Top of Reading text
I often meet with families in their newly purchased Brooklyn brownstone. They’ve done everything right—they’ve saved, they’ve invested, and now they have a significant, tangible asset for their children’s future. They come to me for a will, thinking that’s the final piece of the puzzle. The hard truth is that for many New York families, a simple will is often the one document that guarantees their estate will land in Kings County Surrogate’s Court for a long, public, and expensive process called probate.
The assumption is that a will is a direct command. In reality, it’s more like a set of recommendations to a judge. The will must be validated, assets must be marshaled by a court-appointed executor, creditors must be paid, and only then can assets be distributed. This process can take nine months or more, freezing assets when your family may need them most.
The Line Between a Will and a Legacy
A will is a foundational document, but it is rarely the entire structure. The work we do at my firm is centered on stewardship—the idea that you are not just passing down assets, but a legacy of intention and care. This requires thinking beyond the will and considering how assets will be managed, protected from creditors, and transferred privately and efficiently.
Bottom of Reading text
* [Instructions]:
1) According to the estate planning text, how long can the probate process take?
2) Extend the estate planning text by writing what comes next after its last sentence.
The records below the text are not needed for anything here.
Top of Records shown
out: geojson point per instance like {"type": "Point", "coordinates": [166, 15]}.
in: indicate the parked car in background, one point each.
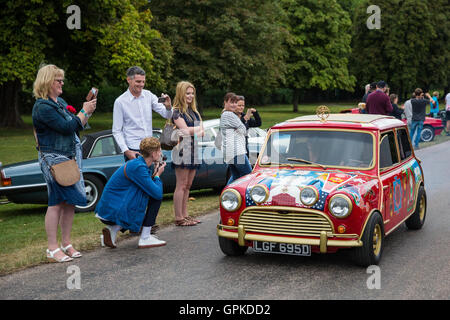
{"type": "Point", "coordinates": [24, 183]}
{"type": "Point", "coordinates": [431, 126]}
{"type": "Point", "coordinates": [324, 184]}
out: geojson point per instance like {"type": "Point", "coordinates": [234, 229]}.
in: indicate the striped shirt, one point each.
{"type": "Point", "coordinates": [233, 136]}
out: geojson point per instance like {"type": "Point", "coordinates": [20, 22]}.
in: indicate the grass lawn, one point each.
{"type": "Point", "coordinates": [22, 234]}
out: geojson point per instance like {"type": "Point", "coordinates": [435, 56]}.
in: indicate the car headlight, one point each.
{"type": "Point", "coordinates": [340, 206]}
{"type": "Point", "coordinates": [309, 196]}
{"type": "Point", "coordinates": [259, 193]}
{"type": "Point", "coordinates": [231, 200]}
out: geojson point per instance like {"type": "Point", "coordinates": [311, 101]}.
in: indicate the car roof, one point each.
{"type": "Point", "coordinates": [347, 120]}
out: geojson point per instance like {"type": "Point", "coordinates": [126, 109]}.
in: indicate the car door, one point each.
{"type": "Point", "coordinates": [408, 163]}
{"type": "Point", "coordinates": [392, 178]}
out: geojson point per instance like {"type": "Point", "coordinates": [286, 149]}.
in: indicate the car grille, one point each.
{"type": "Point", "coordinates": [285, 222]}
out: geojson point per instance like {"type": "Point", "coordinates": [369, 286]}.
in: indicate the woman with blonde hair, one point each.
{"type": "Point", "coordinates": [184, 155]}
{"type": "Point", "coordinates": [133, 195]}
{"type": "Point", "coordinates": [57, 138]}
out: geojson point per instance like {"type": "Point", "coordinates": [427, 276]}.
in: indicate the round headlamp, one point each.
{"type": "Point", "coordinates": [309, 196]}
{"type": "Point", "coordinates": [340, 206]}
{"type": "Point", "coordinates": [230, 200]}
{"type": "Point", "coordinates": [259, 193]}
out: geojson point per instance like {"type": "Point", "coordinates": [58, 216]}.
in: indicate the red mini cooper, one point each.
{"type": "Point", "coordinates": [322, 183]}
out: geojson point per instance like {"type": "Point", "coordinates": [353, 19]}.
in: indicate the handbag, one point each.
{"type": "Point", "coordinates": [169, 136]}
{"type": "Point", "coordinates": [65, 173]}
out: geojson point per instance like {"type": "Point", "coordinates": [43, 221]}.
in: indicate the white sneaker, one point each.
{"type": "Point", "coordinates": [150, 242]}
{"type": "Point", "coordinates": [109, 236]}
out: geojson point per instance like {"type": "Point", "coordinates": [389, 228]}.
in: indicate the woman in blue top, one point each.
{"type": "Point", "coordinates": [128, 192]}
{"type": "Point", "coordinates": [57, 136]}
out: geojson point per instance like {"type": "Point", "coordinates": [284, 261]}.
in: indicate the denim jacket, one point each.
{"type": "Point", "coordinates": [55, 126]}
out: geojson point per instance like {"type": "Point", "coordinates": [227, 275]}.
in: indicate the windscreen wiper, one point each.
{"type": "Point", "coordinates": [307, 162]}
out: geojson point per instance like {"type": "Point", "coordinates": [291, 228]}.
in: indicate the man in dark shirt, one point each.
{"type": "Point", "coordinates": [378, 101]}
{"type": "Point", "coordinates": [419, 105]}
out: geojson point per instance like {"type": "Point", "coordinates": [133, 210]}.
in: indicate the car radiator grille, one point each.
{"type": "Point", "coordinates": [292, 223]}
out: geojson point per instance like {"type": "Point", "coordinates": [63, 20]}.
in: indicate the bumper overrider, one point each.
{"type": "Point", "coordinates": [287, 225]}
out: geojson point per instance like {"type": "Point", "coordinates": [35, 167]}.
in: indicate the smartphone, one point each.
{"type": "Point", "coordinates": [92, 94]}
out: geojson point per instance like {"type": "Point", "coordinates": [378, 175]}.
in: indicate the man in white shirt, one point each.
{"type": "Point", "coordinates": [132, 115]}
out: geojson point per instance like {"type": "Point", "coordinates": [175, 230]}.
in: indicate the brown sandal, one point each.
{"type": "Point", "coordinates": [185, 223]}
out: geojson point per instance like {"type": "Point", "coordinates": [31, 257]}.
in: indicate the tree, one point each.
{"type": "Point", "coordinates": [222, 44]}
{"type": "Point", "coordinates": [22, 41]}
{"type": "Point", "coordinates": [318, 46]}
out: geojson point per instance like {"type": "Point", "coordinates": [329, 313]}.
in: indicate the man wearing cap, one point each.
{"type": "Point", "coordinates": [378, 101]}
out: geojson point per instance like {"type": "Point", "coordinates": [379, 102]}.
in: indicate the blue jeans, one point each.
{"type": "Point", "coordinates": [416, 128]}
{"type": "Point", "coordinates": [239, 167]}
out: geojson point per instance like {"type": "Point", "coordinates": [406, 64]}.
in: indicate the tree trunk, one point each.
{"type": "Point", "coordinates": [295, 98]}
{"type": "Point", "coordinates": [9, 105]}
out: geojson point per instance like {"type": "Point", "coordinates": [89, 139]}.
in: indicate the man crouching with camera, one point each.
{"type": "Point", "coordinates": [132, 197]}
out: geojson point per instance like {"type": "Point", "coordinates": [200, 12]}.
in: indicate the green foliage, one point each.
{"type": "Point", "coordinates": [223, 45]}
{"type": "Point", "coordinates": [411, 48]}
{"type": "Point", "coordinates": [319, 45]}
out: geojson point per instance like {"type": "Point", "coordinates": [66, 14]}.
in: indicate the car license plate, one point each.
{"type": "Point", "coordinates": [282, 248]}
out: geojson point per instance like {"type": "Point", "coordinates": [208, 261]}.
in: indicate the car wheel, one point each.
{"type": "Point", "coordinates": [231, 247]}
{"type": "Point", "coordinates": [373, 240]}
{"type": "Point", "coordinates": [427, 134]}
{"type": "Point", "coordinates": [94, 189]}
{"type": "Point", "coordinates": [417, 219]}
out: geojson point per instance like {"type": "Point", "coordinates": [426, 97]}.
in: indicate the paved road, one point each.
{"type": "Point", "coordinates": [415, 264]}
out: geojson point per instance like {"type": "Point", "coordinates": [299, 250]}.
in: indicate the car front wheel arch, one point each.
{"type": "Point", "coordinates": [94, 188]}
{"type": "Point", "coordinates": [373, 242]}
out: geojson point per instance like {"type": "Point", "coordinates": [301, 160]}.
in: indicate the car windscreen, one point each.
{"type": "Point", "coordinates": [327, 148]}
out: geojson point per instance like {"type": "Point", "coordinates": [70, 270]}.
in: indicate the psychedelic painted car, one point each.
{"type": "Point", "coordinates": [324, 184]}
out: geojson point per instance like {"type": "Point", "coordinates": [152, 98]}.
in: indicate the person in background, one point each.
{"type": "Point", "coordinates": [251, 119]}
{"type": "Point", "coordinates": [233, 133]}
{"type": "Point", "coordinates": [132, 197]}
{"type": "Point", "coordinates": [434, 105]}
{"type": "Point", "coordinates": [132, 113]}
{"type": "Point", "coordinates": [396, 110]}
{"type": "Point", "coordinates": [57, 136]}
{"type": "Point", "coordinates": [419, 105]}
{"type": "Point", "coordinates": [185, 155]}
{"type": "Point", "coordinates": [378, 101]}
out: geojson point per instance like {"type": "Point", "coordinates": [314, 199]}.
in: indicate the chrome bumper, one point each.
{"type": "Point", "coordinates": [323, 241]}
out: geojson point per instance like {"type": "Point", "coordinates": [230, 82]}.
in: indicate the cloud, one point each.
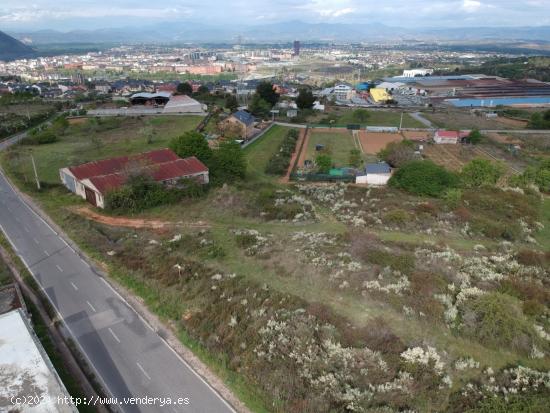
{"type": "Point", "coordinates": [471, 6]}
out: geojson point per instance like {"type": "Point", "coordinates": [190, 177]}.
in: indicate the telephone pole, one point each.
{"type": "Point", "coordinates": [35, 173]}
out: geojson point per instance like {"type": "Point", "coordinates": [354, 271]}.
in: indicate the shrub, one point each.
{"type": "Point", "coordinates": [423, 178]}
{"type": "Point", "coordinates": [400, 262]}
{"type": "Point", "coordinates": [496, 320]}
{"type": "Point", "coordinates": [479, 172]}
{"type": "Point", "coordinates": [397, 216]}
{"type": "Point", "coordinates": [452, 198]}
{"type": "Point", "coordinates": [141, 192]}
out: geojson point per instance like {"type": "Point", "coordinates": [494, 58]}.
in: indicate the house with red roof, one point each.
{"type": "Point", "coordinates": [450, 136]}
{"type": "Point", "coordinates": [93, 180]}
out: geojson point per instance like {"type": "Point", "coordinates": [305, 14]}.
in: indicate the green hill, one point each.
{"type": "Point", "coordinates": [11, 48]}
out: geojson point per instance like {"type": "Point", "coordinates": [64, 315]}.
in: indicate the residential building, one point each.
{"type": "Point", "coordinates": [244, 121]}
{"type": "Point", "coordinates": [450, 136]}
{"type": "Point", "coordinates": [343, 92]}
{"type": "Point", "coordinates": [375, 174]}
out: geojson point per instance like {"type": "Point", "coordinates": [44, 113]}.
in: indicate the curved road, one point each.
{"type": "Point", "coordinates": [128, 356]}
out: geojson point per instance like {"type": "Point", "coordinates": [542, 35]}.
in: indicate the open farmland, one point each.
{"type": "Point", "coordinates": [376, 118]}
{"type": "Point", "coordinates": [331, 294]}
{"type": "Point", "coordinates": [98, 139]}
{"type": "Point", "coordinates": [374, 142]}
{"type": "Point", "coordinates": [337, 143]}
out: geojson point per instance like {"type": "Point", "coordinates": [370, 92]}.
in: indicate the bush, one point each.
{"type": "Point", "coordinates": [423, 178]}
{"type": "Point", "coordinates": [139, 193]}
{"type": "Point", "coordinates": [496, 320]}
{"type": "Point", "coordinates": [452, 198]}
{"type": "Point", "coordinates": [481, 172]}
{"type": "Point", "coordinates": [401, 262]}
{"type": "Point", "coordinates": [397, 216]}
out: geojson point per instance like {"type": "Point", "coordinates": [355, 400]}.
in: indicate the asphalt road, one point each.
{"type": "Point", "coordinates": [130, 359]}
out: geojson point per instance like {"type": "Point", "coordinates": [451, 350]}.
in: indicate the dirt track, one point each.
{"type": "Point", "coordinates": [87, 212]}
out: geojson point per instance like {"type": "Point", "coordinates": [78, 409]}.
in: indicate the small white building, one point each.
{"type": "Point", "coordinates": [417, 72]}
{"type": "Point", "coordinates": [343, 92]}
{"type": "Point", "coordinates": [376, 174]}
{"type": "Point", "coordinates": [26, 372]}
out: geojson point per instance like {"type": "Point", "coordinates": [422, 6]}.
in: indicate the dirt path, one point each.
{"type": "Point", "coordinates": [87, 212]}
{"type": "Point", "coordinates": [298, 152]}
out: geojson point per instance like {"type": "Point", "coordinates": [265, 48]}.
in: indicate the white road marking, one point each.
{"type": "Point", "coordinates": [113, 334]}
{"type": "Point", "coordinates": [91, 306]}
{"type": "Point", "coordinates": [143, 371]}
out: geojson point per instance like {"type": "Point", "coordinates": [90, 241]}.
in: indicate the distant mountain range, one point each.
{"type": "Point", "coordinates": [172, 32]}
{"type": "Point", "coordinates": [11, 48]}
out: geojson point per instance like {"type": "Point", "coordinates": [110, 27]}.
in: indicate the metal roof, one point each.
{"type": "Point", "coordinates": [377, 168]}
{"type": "Point", "coordinates": [114, 165]}
{"type": "Point", "coordinates": [244, 117]}
{"type": "Point", "coordinates": [146, 95]}
{"type": "Point", "coordinates": [180, 168]}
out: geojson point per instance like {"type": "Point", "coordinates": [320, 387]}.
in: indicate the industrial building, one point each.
{"type": "Point", "coordinates": [183, 104]}
{"type": "Point", "coordinates": [92, 180]}
{"type": "Point", "coordinates": [379, 95]}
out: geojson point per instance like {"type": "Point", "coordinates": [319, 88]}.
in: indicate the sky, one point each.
{"type": "Point", "coordinates": [30, 15]}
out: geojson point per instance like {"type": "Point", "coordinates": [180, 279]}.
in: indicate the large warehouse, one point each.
{"type": "Point", "coordinates": [93, 180]}
{"type": "Point", "coordinates": [184, 104]}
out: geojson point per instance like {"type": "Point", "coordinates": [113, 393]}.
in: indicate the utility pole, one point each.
{"type": "Point", "coordinates": [35, 173]}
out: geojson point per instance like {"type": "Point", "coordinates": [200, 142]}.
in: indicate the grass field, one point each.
{"type": "Point", "coordinates": [90, 141]}
{"type": "Point", "coordinates": [338, 145]}
{"type": "Point", "coordinates": [379, 118]}
{"type": "Point", "coordinates": [259, 152]}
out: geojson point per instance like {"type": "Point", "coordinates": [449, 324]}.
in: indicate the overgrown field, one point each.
{"type": "Point", "coordinates": [336, 143]}
{"type": "Point", "coordinates": [334, 298]}
{"type": "Point", "coordinates": [98, 139]}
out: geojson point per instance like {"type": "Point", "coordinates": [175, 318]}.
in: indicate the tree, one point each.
{"type": "Point", "coordinates": [259, 107]}
{"type": "Point", "coordinates": [355, 158]}
{"type": "Point", "coordinates": [185, 88]}
{"type": "Point", "coordinates": [324, 163]}
{"type": "Point", "coordinates": [231, 102]}
{"type": "Point", "coordinates": [192, 144]}
{"type": "Point", "coordinates": [398, 153]}
{"type": "Point", "coordinates": [423, 178]}
{"type": "Point", "coordinates": [305, 99]}
{"type": "Point", "coordinates": [481, 172]}
{"type": "Point", "coordinates": [474, 137]}
{"type": "Point", "coordinates": [228, 162]}
{"type": "Point", "coordinates": [360, 115]}
{"type": "Point", "coordinates": [266, 91]}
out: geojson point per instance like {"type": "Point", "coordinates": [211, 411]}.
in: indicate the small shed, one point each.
{"type": "Point", "coordinates": [375, 174]}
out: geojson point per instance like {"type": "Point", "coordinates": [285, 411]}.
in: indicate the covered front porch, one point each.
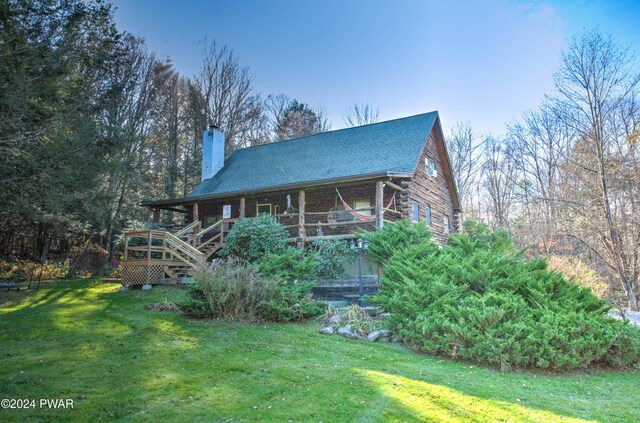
{"type": "Point", "coordinates": [308, 213]}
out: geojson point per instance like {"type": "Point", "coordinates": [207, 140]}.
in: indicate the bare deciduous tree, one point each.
{"type": "Point", "coordinates": [230, 97]}
{"type": "Point", "coordinates": [292, 119]}
{"type": "Point", "coordinates": [597, 87]}
{"type": "Point", "coordinates": [464, 154]}
{"type": "Point", "coordinates": [361, 114]}
{"type": "Point", "coordinates": [499, 173]}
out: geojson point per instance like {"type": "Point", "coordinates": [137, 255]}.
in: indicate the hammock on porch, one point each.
{"type": "Point", "coordinates": [392, 202]}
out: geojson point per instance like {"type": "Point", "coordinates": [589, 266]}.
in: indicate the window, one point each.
{"type": "Point", "coordinates": [430, 167]}
{"type": "Point", "coordinates": [263, 209]}
{"type": "Point", "coordinates": [415, 211]}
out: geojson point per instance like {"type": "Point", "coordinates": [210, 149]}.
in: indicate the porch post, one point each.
{"type": "Point", "coordinates": [379, 204]}
{"type": "Point", "coordinates": [195, 212]}
{"type": "Point", "coordinates": [242, 207]}
{"type": "Point", "coordinates": [302, 233]}
{"type": "Point", "coordinates": [156, 215]}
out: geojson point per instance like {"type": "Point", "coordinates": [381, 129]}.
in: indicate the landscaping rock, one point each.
{"type": "Point", "coordinates": [347, 332]}
{"type": "Point", "coordinates": [327, 330]}
{"type": "Point", "coordinates": [385, 333]}
{"type": "Point", "coordinates": [373, 336]}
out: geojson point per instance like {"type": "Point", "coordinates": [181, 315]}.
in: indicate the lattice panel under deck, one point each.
{"type": "Point", "coordinates": [140, 274]}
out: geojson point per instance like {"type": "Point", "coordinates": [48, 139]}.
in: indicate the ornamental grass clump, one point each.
{"type": "Point", "coordinates": [478, 299]}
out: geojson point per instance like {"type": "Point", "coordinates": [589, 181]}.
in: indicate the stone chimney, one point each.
{"type": "Point", "coordinates": [212, 152]}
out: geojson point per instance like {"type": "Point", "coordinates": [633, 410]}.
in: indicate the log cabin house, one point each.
{"type": "Point", "coordinates": [330, 184]}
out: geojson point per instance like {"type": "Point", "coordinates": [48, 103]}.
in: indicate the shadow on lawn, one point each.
Bottom of Records shown
* [Numbered responses]:
1) Nine months or more.

2)
For many of my clients, the primary vehicle for this is a revocable living trust. Unlike a will, a trust is a private agreement. You transfer your assets—like your home, investment accounts, and business interests—into the trust during your lifetime. You continue to control them completely as the trustee. Upon your death or incapacity, a successor trustee you designated steps in to manage or distribute the assets according to your precise instructions, entirely outside the supervision of Surrogate’s Court.
This isn’t about tax evasion or hiding money. It’s about control, privacy, and efficiency. It’s about ensuring the value of your home isn’t eroded by legal fees and court costs. It’s about making sure your spouse or children have access to funds immediately, not nine months down the road. Stewardship.
Appointing Your Custodians
An estate plan isn’t just a collection of documents; it’s a delegation of profound trust. You are choosing the people who will act in your stead when you no longer can. These roles—the executor of your will, the trustee of your trust, the guardian of your minor children—are not honorary titles. They are fiduciary duties, a legal and ethical obligation to act solely in the best interests of your beneficiaries.
For parents of young children, no decision is more critical than appointing a guardian—the person who will raise your children if the unthinkable happens. While your will is the place to nominate this person, a judge makes the final appointment under Article 17 of New York’s Surrogate’s Court Procedure Act (SCPA), giving a parent’s nomination the greatest possible weight. Without that nomination, the court is left to decide based on what it believes is in the child’s best interests—a situation no parent would want.
Choosing your fiduciaries requires a clear-eyed assessment of the people in your life. Who is responsible? Who is financially savvy? Who has the temperament to handle conflict and make difficult decisions? Sometimes the most loving family member is not the most prudent choice for a trustee, and it’s my job to help you make that deliberate distinction.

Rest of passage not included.